> **WHAT IS NEEDED**: Each entry must be restated word for word.

> **RECORDS SHOWN**:
Content starts
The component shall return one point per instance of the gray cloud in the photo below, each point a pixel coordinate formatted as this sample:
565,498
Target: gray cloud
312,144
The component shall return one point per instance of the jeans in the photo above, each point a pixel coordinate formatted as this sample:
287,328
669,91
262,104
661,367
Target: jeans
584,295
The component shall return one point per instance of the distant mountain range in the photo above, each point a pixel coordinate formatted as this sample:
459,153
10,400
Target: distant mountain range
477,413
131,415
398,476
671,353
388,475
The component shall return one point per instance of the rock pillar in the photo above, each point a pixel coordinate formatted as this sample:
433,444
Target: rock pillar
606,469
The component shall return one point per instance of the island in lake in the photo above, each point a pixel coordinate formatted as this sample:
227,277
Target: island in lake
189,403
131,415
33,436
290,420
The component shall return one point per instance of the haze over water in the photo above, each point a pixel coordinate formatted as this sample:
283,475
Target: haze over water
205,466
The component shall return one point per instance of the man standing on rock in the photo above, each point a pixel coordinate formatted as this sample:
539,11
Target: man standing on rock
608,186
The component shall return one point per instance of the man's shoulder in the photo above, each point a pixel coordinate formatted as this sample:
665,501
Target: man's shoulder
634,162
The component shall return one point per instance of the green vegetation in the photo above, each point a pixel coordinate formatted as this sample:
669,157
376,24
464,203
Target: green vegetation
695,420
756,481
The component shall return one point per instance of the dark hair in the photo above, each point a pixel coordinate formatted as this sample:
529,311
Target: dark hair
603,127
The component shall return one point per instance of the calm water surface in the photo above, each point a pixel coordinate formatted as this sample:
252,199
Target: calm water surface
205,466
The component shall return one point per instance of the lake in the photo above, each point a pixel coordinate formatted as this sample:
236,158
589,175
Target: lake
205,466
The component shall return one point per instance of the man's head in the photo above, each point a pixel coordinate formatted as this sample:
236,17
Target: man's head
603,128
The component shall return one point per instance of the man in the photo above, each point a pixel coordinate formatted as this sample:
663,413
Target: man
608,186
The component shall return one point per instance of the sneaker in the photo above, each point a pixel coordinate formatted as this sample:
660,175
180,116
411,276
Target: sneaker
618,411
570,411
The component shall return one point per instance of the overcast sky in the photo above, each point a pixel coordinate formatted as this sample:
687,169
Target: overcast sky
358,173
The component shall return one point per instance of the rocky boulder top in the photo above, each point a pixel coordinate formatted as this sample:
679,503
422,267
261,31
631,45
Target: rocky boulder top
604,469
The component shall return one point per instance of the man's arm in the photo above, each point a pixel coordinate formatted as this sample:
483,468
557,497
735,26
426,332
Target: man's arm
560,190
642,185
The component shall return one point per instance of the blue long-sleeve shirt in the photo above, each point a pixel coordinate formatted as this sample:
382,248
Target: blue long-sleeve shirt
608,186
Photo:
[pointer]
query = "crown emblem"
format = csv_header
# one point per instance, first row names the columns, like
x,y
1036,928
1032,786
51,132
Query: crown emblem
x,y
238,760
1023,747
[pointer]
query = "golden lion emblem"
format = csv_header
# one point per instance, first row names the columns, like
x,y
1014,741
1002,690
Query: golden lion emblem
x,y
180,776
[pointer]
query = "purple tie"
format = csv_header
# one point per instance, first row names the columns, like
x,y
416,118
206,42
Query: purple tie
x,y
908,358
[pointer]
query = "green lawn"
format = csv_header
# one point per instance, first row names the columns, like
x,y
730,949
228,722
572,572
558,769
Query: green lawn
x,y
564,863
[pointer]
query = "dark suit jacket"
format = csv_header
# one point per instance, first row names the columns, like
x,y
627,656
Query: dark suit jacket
Content ends
> **ANSWER BOX**:
The component shall return one point per instance of the gray cloud in the photo below, each point a pixel coordinate formatted as this sample:
565,498
Target: gray cloud
312,144
The component shall return one point per instance of the jeans in the photo above, each point a pixel coordinate formatted as this sample:
287,328
669,91
262,104
661,367
Target: jeans
584,295
The component shall return one point per instance of the distant mountain range in the photo above, each point a pixel coordinate formatted as this sample:
459,153
10,400
Target: distant mountain range
477,413
131,415
398,476
671,353
388,475
The component shall return one point per instance of the rock pillar in the photo above, each point a pixel coordinate formatted as this sample:
433,444
Target: rock pillar
606,469
The component shall return one point per instance of the island in lake in the photo above, each point a pixel coordinate formatted as this sample:
227,277
Target: island in lake
189,403
131,415
33,436
290,420
The component shall return one point per instance of the haze over water in the photo above, each point a pixel coordinate formatted as this sample:
283,475
Target: haze over water
205,466
The component shall return one point per instance of the man standing on rock in the photo above, each point a pixel coordinate formatted as this sample:
539,11
Target: man standing on rock
608,186
The component shall return one point per instance of the man's shoulder in the photo above, each point a pixel coordinate formatted as this sample:
665,501
Target: man's shoulder
634,162
The component shall return one point per instance of the green vegetation in the photo above, each point a pixel coordinate formatted as this sample:
669,157
376,24
464,203
Target: green vegetation
695,420
756,481
The component shall return one point per instance of the dark hair in the photo above, each point a pixel coordinate formatted as this sample:
529,311
Target: dark hair
603,127
The component shall return one point per instance of the calm water surface in the photo above, each point a pixel coordinate formatted as this sample:
252,199
Target: calm water surface
205,466
The component shall return one point per instance of the lake in the photo above, each point a pixel coordinate formatted as this sample:
236,158
589,175
Target: lake
205,466
The component shall return one point per instance of the man's head in the photo above, each point a pixel coordinate formatted as this sample:
236,17
Target: man's head
603,128
The component shall return one point per instance of the man in the photo above, each point a pixel coordinate formatted as this sample:
663,413
Target: man
608,186
The component shall return one point per instance of the sneaker in the photo above, each point a pixel coordinate formatted as this sample:
660,175
180,116
411,276
Target: sneaker
618,411
570,411
The component shall return one point per instance of the overcast sky in the photo above, each point a pixel coordinate formatted as this sample:
687,169
Target: overcast sky
358,173
The component shall return one point per instance of the rocky boulder top in the photo above, each point a pixel coordinate formatted as this sample:
679,503
422,267
261,31
631,45
Target: rocky boulder top
604,469
The component shall return one point per instance of the man's arm in the photo above, each point a pixel coordinate formatted as this sample:
483,468
557,497
735,26
426,332
Target: man's arm
560,190
642,185
The component shall return one point per instance of the blue long-sleeve shirt in the photo above, each point a pixel coordinate formatted as this sample:
382,248
Target: blue long-sleeve shirt
608,186
Photo:
[pointer]
query = "crown emblem"
format = csv_header
# one point per instance, first row names the columns, like
x,y
1036,928
1032,786
51,132
Query: crown emblem
x,y
238,760
1023,747
[pointer]
query = "golden lion emblem"
format = csv_header
# one point per instance, first row names the columns, like
x,y
1014,741
1002,690
Query: golden lion emblem
x,y
180,776
[pointer]
query = "purple tie"
format = csv_header
# one point per instance, first row names the columns, like
x,y
416,118
206,42
Query: purple tie
x,y
908,358
[pointer]
query = "green lawn"
format = csv_header
# one point per instance, first row names the columns, like
x,y
730,949
228,722
572,572
558,769
Query: green lawn
x,y
564,863
[pointer]
query = "dark suit jacket"
format = csv_header
# one point per instance, first row names the columns, like
x,y
627,656
Query: dark suit jacket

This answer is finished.